_REQUEST_
Format the rows below as a Markdown table with the columns Number and Text. Give each row its sequence number, and leave out any blank lines.

_DATA ENTRIES_

• • • • • • •

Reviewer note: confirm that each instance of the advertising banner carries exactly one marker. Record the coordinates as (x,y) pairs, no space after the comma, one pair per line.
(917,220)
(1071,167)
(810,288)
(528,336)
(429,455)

• • • • • • •

_OUTPUT OF THE EXERCISE_
| Number | Text |
|---|---|
| 1 | Reviewer note: confirm that each instance of the advertising banner carries exactly one marker. Record the coordinates as (x,y) pairs, no space after the comma, one pair per line. |
| 2 | (917,220) |
| 3 | (1071,167) |
| 4 | (810,288) |
| 5 | (528,336) |
| 6 | (429,455) |